§ **TASK DESCRIPTION**:
Gather every line of the material below that contains the string "water", and copy each such line in full. Treat the match as case-sensitive.

§ **DATA FOR THIS EXERCISE**:
--------

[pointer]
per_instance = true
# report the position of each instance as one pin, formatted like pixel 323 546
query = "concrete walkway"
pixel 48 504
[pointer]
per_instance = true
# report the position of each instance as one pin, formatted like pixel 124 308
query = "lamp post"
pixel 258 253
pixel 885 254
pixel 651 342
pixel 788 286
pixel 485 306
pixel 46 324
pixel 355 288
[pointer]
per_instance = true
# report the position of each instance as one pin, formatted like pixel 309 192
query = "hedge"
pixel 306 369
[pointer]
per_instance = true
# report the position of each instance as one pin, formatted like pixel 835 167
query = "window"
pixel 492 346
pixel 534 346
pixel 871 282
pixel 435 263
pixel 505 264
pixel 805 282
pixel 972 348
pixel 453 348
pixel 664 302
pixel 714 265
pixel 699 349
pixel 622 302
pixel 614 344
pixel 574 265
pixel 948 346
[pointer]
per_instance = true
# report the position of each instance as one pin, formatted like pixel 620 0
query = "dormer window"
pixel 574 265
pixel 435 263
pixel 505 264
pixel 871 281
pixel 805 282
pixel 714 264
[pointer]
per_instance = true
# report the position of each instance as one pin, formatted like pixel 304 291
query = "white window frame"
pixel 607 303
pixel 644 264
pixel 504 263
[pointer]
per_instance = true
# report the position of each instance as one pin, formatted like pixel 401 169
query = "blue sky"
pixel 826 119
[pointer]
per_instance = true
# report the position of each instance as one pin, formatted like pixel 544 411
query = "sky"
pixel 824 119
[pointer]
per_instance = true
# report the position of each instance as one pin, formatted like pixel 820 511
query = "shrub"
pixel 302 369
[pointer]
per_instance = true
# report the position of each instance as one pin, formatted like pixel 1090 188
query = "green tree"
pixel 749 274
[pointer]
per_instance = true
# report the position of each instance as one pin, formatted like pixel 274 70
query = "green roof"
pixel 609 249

--------

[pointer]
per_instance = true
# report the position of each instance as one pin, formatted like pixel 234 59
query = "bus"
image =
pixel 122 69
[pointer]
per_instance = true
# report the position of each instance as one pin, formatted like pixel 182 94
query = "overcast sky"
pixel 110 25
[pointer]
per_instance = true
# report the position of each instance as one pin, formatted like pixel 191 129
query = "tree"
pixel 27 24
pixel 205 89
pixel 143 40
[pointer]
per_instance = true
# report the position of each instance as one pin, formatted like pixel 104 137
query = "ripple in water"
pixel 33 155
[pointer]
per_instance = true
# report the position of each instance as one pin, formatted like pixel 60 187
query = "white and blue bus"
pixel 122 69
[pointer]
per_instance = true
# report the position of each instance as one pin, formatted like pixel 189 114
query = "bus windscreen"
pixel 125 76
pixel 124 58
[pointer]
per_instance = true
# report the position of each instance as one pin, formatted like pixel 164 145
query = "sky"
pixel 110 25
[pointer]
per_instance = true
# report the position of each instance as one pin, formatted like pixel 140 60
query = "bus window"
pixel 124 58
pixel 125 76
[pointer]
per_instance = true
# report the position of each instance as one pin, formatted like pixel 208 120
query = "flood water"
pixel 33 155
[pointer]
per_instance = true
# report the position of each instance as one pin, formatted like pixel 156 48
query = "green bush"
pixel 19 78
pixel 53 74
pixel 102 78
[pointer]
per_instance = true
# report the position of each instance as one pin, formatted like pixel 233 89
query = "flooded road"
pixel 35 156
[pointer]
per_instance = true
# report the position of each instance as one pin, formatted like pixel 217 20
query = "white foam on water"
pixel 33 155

--------

§ **WRITTEN RESPONSE**:
query = "ripple in water"
query = "flood water"
query = "white foam on water"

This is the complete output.